• **WHAT THE TASK REQUIRES**:
Recast every entry below as a row of a two-column CSV headed entry_text and answer. Put each entry's text and its answer in one quoted field apiece, with line breaks replaced by spaces, and leave the pictures out.

Data drawn from a collection:
START

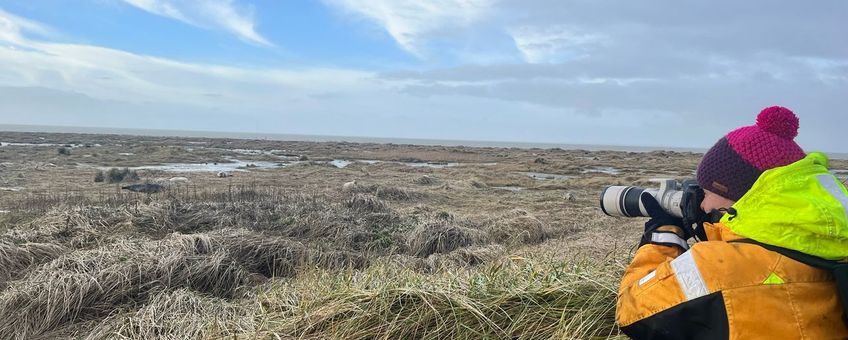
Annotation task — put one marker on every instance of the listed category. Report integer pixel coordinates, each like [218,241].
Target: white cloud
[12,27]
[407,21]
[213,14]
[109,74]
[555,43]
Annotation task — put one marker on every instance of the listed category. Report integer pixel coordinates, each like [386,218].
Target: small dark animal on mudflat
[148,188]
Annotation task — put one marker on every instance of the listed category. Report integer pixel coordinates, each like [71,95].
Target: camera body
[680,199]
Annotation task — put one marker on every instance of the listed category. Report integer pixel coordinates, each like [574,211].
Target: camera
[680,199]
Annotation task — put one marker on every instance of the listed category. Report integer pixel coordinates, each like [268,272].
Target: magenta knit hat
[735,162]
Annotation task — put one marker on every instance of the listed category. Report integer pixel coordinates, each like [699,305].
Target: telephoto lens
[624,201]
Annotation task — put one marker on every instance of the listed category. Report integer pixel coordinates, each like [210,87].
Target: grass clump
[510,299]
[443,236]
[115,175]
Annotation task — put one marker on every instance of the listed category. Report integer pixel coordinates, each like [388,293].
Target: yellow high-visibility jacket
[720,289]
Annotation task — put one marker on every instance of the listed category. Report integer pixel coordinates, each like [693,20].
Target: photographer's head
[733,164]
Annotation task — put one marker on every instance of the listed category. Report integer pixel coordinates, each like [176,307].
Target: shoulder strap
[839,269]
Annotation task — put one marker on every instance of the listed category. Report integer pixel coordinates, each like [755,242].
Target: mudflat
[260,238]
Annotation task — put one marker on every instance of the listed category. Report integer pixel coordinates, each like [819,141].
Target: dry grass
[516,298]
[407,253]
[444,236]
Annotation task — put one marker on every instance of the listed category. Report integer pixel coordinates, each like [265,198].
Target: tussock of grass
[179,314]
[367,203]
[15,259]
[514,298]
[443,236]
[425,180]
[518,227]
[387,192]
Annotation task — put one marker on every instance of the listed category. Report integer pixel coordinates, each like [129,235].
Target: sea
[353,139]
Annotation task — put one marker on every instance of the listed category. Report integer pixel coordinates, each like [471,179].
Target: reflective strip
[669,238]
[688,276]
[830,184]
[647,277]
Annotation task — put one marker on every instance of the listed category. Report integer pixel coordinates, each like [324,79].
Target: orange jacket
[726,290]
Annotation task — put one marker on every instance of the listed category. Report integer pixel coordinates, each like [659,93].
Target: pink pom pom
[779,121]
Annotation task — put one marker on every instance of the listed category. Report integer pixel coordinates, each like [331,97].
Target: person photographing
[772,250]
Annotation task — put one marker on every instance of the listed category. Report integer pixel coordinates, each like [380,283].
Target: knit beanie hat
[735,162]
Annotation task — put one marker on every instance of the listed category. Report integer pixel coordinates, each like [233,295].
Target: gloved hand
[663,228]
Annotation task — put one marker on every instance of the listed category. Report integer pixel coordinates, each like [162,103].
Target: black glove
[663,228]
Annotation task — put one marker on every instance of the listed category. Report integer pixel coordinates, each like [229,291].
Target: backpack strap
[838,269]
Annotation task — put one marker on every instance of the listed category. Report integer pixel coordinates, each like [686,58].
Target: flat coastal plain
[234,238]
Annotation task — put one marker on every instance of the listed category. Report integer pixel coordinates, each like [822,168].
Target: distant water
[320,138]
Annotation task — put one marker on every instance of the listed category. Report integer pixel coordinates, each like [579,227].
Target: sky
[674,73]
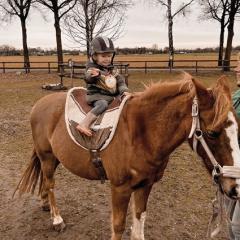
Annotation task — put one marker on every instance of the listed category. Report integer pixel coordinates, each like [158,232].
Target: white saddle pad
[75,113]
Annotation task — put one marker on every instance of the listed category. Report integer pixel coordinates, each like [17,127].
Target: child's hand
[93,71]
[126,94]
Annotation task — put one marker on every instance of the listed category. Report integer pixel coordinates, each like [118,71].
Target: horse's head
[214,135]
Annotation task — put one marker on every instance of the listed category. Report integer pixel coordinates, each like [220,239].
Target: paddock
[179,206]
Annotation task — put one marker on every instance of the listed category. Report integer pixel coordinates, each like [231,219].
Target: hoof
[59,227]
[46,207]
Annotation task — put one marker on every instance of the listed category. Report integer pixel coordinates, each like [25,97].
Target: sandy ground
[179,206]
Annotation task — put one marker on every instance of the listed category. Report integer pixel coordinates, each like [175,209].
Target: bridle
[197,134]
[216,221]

END

• **RESULT OF THE EXERCISE**:
entry_text,answer
"Annotation task — put one marker on every instance of the listed category. Report integer pixel coordinates, each like [218,241]. Target: white cloud","[12,27] [407,21] [213,14] [109,74] [555,43]"
"Annotation task — put one marker on every instance of the listed category. Report integer pixel coordinates, each like [386,218]. Target: small dark animal on mudflat","[148,188]"
"Annotation task — put one marker on every instance of the listed category. Report integer pixel coordinates, each like [71,95]. Target: camera body","[680,199]"
"Annotation task — put one marker on every instance of the listed category. Report integer pixel coordinates, each like [574,211]. Target: camera","[680,199]"
"Annotation task — put one marker on every instance of the listed category. Report integer pixel coordinates, each like [268,272]. Target: magenta knit hat","[735,162]"
"Annotation task — put one marker on every instance of the listed category. Report integer pixel coordinates, each like [699,305]. Target: telephoto lens","[624,201]"
"Annotation task — put one marker on every instance of the listed category. Report integer pixel coordinates, each like [210,87]. Target: grass clump","[510,299] [443,236] [115,175]"
"Annotation task — put one marker on every instance of the listed category. Report integer pixel coordinates, each like [388,293]. Target: yellow high-visibility jacket","[720,289]"
"Annotation task — put one marker on every instance of the listed category. Report integer pixel coordinates, each like [693,20]. Target: photographer's head","[733,164]"
"Annotation task — put one marker on every instance of the listed category. Report integer pixel coordinates, each like [176,307]. Target: shoulder strap","[839,269]"
"Annotation task — put one marker on every instance of the listed category. Report integer pixel coordinates, each like [755,242]. Target: mudflat","[260,238]"
"Annotation task — put one marker on every instance of the listed category. Report integer pixel coordinates, each like [819,141]. Target: dry grass","[516,298] [407,253] [444,236]"
"Annotation task — put one marker on every instance of the listed category. Report integer pixel coordinates, each like [265,198]. Target: tussock of grass","[179,314] [367,203] [15,259] [514,298] [443,236] [425,180] [518,227] [387,192]"
"Annotation task — put one marker on every instance of the listed category. Report integer pixel coordinates, each like [129,235]. Target: sea","[353,139]"
"Annotation task — put one marker on every instance of the listed category. Report integer pixel coordinates, each like [471,179]. Target: reflective strip","[669,238] [688,276] [830,184] [647,277]"
"Annotation task — put one marker on every instance of the listed category. Report integer pixel coordinates, each like [324,79]. Target: orange jacket","[726,290]"
"Annotation task — put one marker on every instance of the listed category. Report integer pixel coordinates, each like [659,93]. Target: pink pom pom","[779,121]"
"Annotation task — put one marker on every instance of the listed category. Report integer pixel coordinates, each like [331,97]. Target: person photographing","[772,250]"
"Annotation task — put one marker on every instance of the listed category. Report integer pixel coordinates, each like [380,283]. Target: knit beanie hat","[735,162]"
"Annotation task — put one marker on every instance of the listed category. Report integer pixel coordinates, each like [233,295]. Target: gloved hand","[663,228]"
"Annotation task — put one marker on every instance of the listed category. Report integer pixel coordinates, each like [162,103]. Target: black glove","[663,228]"
"Annotation task — put one marker on every instance of the listed category. Report integer pixel coordinates, each like [229,291]. Target: backpack strap","[838,269]"
"Annotation task — put one marker on every instance of the listed category. Report integer pixel coordinates, each like [686,58]. Target: flat coastal plain","[234,238]"
"Annotation task — put one marker on every instance of the listed category. Report integer pixel coordinates, each like [822,168]. Target: distant water","[320,138]"
"Annotation task — put one marker on every instance of the listed category. Report integer pixel coordinates, each like [579,227]. Target: sky","[674,73]"
"Annotation task — put one marker on every instance of the listed category. Report integer pixel coordinates, each like [158,232]. Target: white saddle pad","[75,113]"
"Annotation task — put one marker on every instance of the listed category. Report integer pixel coordinates, each like [17,127]. Target: child's hand","[93,71] [126,94]"
"Annotation task — put one marker on every instance of the listed category. Report integer pixel coordinates, each like [118,71]. Target: horse's head","[214,135]"
"Annotation task — put one marker on every instance of the listed category. Report integer pixel coordinates, each like [220,239]. Target: paddock","[179,206]"
"Annotation task — put one marker on every instance of the listed category. Report integer pixel coordinates, each like [231,219]. Target: hoof","[59,227] [46,207]"
"Annotation task — put one marker on every instance of the listed category. Report integer pixel coordinates, each like [25,97]. Target: sandy ground","[179,206]"
"Annotation task — put one marker on every instance of the listed category. Report integer pixel coordinates, each like [175,209]. Target: bridle","[197,134] [216,221]"